___ EXTRACT TO READ ___

Case ID: sw2d_602/html/0185-01.html
Source: Caselaw Access Project
Author: {"author": "BREETZ, Judge.", "license": "Public Domain", "url": "https://static.case.law/"}
Date Created: 2024-08-24T03:29:51.129683

Robert J. ANGELET, Appellant, v. Dessie SHIVAR, Appellee.
    Court of Appeals of Kentucky.
    July 11, 1980.
    Maubert R. Mills, Caroline A. Mills, Mills, Mitchell & Turner, Madisonville, for appellant.
    Milburn C. Keith, W. Douglas Myers, Keith, Myers & Hicks, Hopkinsville, for ap-pellee.
    Before BREETZ, GANT and LESTER, JJ.
   BREETZ, Judge.

___

◆ **TASK INSTRUCTIONS**
1. Name each judge on the panel listed in the Angelet v. Shivar case header.
2. Carry on the Angelet v. Shivar case text from its last line, beginning the opinion that follows.

___ DATASET ___

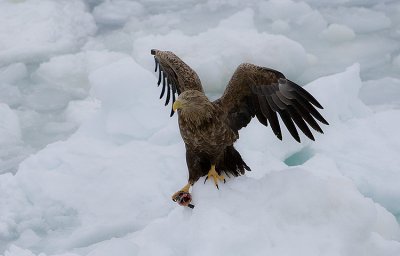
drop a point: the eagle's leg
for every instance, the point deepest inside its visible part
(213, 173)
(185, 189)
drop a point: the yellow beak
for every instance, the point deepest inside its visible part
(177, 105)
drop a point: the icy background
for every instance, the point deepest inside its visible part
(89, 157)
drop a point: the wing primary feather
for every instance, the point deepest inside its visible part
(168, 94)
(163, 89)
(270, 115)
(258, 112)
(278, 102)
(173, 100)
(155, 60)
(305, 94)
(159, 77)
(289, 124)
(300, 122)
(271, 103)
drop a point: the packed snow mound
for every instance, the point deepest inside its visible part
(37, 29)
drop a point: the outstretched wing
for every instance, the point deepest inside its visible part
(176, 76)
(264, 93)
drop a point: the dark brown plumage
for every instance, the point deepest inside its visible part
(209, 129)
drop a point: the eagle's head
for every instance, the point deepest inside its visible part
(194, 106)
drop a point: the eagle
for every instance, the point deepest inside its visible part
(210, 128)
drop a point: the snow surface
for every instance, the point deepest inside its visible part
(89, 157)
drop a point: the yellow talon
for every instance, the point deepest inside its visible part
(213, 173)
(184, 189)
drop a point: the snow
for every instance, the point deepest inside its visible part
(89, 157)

___
___ DATASET ___

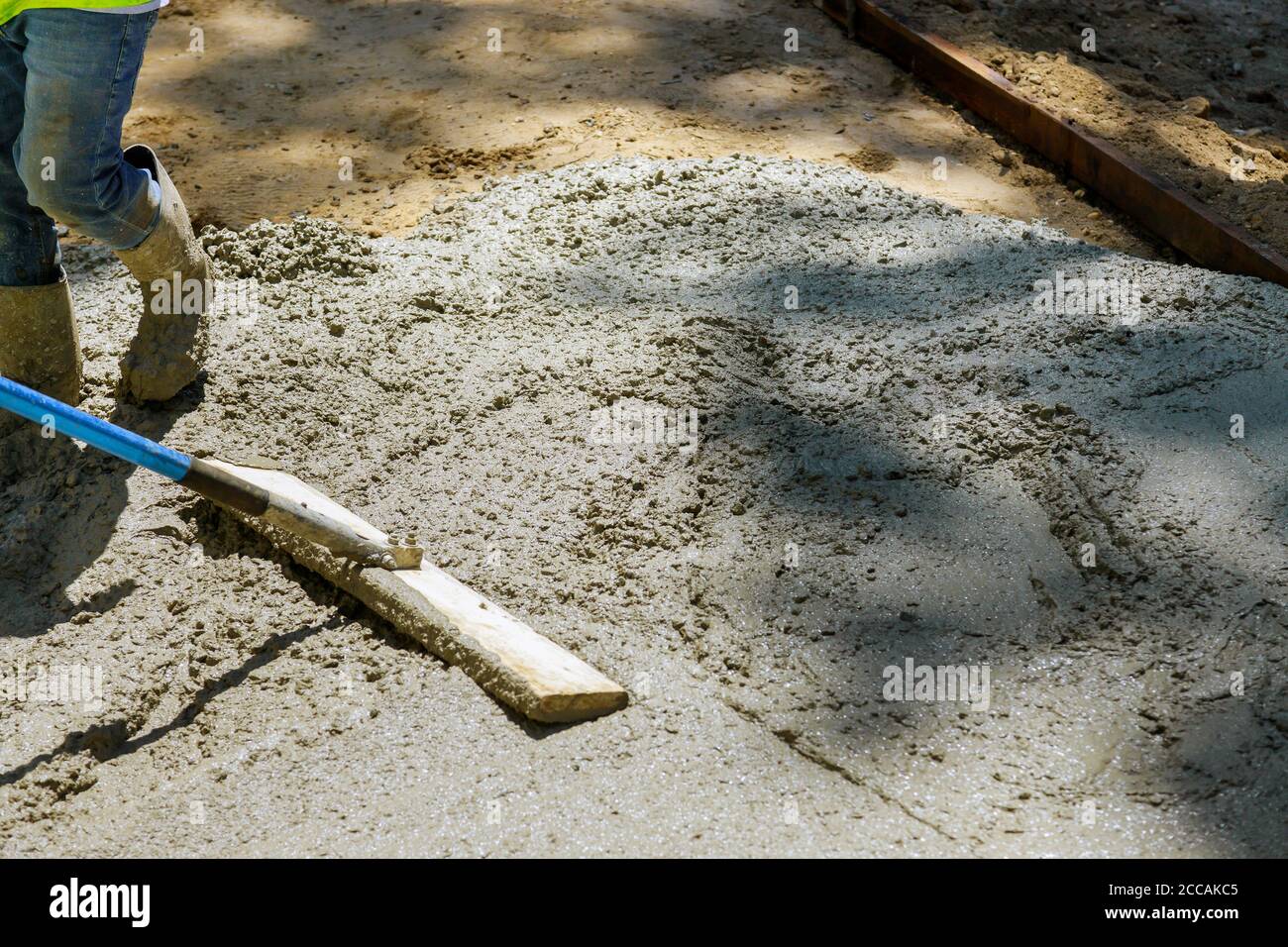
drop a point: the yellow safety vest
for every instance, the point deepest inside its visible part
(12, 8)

___
___ DATASET ___

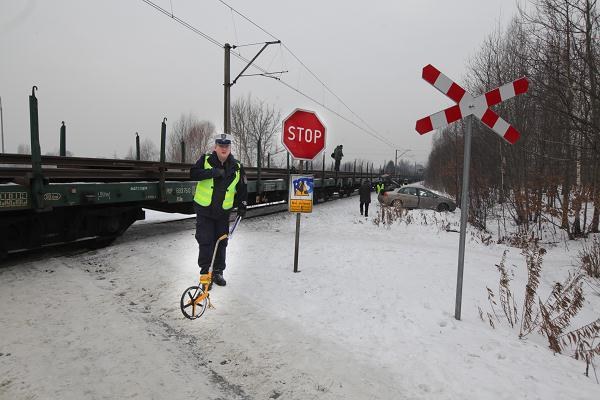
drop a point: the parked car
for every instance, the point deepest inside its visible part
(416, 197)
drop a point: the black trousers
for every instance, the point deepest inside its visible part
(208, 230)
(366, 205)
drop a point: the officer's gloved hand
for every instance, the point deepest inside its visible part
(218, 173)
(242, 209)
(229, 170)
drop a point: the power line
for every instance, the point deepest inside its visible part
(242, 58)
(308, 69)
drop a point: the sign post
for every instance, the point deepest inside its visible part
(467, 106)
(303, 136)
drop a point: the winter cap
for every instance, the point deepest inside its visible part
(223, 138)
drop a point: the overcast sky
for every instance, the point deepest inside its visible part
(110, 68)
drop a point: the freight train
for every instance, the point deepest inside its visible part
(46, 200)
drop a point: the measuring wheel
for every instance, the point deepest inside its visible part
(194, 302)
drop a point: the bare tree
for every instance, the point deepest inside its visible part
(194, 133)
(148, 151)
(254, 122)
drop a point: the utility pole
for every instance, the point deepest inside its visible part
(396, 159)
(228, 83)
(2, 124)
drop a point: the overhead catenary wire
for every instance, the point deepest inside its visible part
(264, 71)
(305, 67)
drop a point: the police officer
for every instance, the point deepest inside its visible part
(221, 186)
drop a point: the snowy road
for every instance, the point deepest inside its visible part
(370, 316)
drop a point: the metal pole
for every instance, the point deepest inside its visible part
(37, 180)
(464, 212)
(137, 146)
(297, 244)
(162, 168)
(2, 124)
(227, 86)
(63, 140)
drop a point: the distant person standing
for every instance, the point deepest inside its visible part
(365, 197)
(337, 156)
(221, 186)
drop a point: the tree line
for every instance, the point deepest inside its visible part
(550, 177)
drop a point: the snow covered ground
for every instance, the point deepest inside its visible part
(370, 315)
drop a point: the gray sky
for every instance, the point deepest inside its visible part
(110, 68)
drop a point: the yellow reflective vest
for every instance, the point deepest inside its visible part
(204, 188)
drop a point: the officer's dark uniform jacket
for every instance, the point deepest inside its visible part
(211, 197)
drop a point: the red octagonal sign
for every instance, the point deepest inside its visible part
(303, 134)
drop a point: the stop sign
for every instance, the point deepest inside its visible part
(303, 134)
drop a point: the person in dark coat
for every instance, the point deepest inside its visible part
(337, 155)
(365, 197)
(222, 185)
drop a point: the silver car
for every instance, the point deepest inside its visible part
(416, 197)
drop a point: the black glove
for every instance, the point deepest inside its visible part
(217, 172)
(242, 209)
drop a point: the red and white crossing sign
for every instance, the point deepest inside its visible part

___

◆ **ANSWERS IN ORDER**
1. Breetz, Gant, Lester

2.
This appeal raises the question whether a claim for loss of consortium may be founded upon an injury which occurred before marriage. The complaint alleged that, while the appellant’s wife was a minor and in the care, custody and control of her father, the appellee, he “did intentionally, unlawfully, and wantonly inflict extreme physical harm and emotional distress” upon her. It further alleged that, as a direct and proximate result of the appellee’s conduct, the appellant’s wife suffered great emotional trauma which now prevents her “from functioning as a wife” and, on that account, the appellant has been deprived of her care, consideration, companionship and society. The circuit court held that the appellant had not stated a cause of action. We affirm.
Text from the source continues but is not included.